■ Task statement:
Render the lines below as a JSON list of strings, one string per line, omitting blank lines.

- - -

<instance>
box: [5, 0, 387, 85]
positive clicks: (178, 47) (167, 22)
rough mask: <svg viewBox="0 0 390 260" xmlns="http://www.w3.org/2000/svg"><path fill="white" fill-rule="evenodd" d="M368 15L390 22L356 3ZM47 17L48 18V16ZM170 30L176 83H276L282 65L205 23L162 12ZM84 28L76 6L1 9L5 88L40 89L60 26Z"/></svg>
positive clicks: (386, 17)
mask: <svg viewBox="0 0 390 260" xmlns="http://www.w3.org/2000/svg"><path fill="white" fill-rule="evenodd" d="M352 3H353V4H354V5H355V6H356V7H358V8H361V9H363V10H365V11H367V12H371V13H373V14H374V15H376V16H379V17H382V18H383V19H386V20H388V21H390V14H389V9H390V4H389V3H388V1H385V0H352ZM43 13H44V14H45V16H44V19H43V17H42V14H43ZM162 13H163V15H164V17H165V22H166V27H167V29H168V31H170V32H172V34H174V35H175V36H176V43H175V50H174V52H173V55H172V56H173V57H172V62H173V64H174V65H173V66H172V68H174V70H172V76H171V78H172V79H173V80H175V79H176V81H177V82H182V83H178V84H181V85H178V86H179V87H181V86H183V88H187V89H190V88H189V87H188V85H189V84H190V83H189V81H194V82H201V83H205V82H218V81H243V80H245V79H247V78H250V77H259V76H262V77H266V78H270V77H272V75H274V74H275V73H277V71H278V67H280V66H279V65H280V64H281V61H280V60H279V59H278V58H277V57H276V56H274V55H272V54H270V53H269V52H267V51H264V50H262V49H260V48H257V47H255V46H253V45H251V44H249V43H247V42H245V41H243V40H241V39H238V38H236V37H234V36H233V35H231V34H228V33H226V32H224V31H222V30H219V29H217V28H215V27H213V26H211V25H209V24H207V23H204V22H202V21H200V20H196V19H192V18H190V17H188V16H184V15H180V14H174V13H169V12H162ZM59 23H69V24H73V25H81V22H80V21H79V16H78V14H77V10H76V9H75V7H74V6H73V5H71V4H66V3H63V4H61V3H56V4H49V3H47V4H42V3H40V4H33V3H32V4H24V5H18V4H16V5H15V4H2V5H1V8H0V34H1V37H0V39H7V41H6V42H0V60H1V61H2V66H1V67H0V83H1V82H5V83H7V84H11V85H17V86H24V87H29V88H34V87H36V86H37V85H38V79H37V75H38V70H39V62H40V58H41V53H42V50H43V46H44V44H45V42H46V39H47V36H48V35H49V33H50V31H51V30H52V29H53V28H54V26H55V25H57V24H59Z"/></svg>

- - -

■ Completed task:
[
  "<instance>",
  "box: [5, 0, 387, 85]",
  "positive clicks: (178, 47) (167, 22)",
  "rough mask: <svg viewBox=\"0 0 390 260\" xmlns=\"http://www.w3.org/2000/svg\"><path fill=\"white\" fill-rule=\"evenodd\" d=\"M368 15L390 22L356 3ZM47 17L48 18V16ZM170 30L176 83H276L282 65L205 23L162 12ZM84 28L76 6L1 9L5 88L40 89L60 26Z\"/></svg>",
  "positive clicks: (386, 17)",
  "mask: <svg viewBox=\"0 0 390 260\" xmlns=\"http://www.w3.org/2000/svg\"><path fill=\"white\" fill-rule=\"evenodd\" d=\"M352 3H353V4H354V5H355V6H356V7H358V8H361V9H363V10H365V11H367V12H371V13H373V14H374V15H376V16H379V17H382V18H383V19H386V20H388V21H390V14H389V9H390V4H389V3H388V1H385V0H352ZM43 13H44V14H45V16H44V19H43V17H42V14H43ZM162 13H163V15H164V17H165V22H166V27H167V29H168V31H170V32H172V34H174V35H175V36H176V43H175V50H174V52H173V55H172V56H173V57H172V62H173V64H174V65H173V66H172V68H174V70H172V76H171V78H172V79H173V80H175V79H176V81H177V82H182V83H178V84H181V85H178V86H179V87H181V86H183V88H187V89H190V88H189V87H188V85H189V84H190V83H189V81H194V82H201V83H205V82H218V81H243V80H245V79H247V78H250V77H259V76H262V77H266V78H270V77H272V75H274V74H275V73H277V71H278V67H280V66H279V65H280V64H281V61H280V60H279V59H278V58H277V57H276V56H274V55H272V54H270V53H269V52H267V51H264V50H262V49H260V48H257V47H255V46H253V45H251V44H249V43H247V42H245V41H243V40H241V39H238V38H236V37H234V36H233V35H231V34H228V33H226V32H224V31H222V30H219V29H217V28H215V27H213V26H211V25H209V24H207V23H204V22H202V21H200V20H196V19H192V18H190V17H188V16H184V15H180V14H174V13H169V12H162ZM59 23H69V24H73V25H81V22H80V21H79V16H78V14H77V10H76V9H75V7H74V6H73V5H71V4H66V3H63V4H61V3H56V4H49V3H47V4H42V3H40V4H33V3H32V4H24V5H18V4H16V5H15V4H2V5H1V8H0V34H1V37H0V39H7V41H6V42H0V60H1V61H2V66H1V67H0V83H1V82H5V83H7V84H11V85H17V86H24V87H29V88H34V87H36V86H37V85H38V79H37V75H38V70H39V62H40V58H41V53H42V50H43V46H44V44H45V42H46V39H47V36H48V35H49V33H50V31H51V30H52V29H53V28H54V26H55V25H57V24H59Z\"/></svg>"
]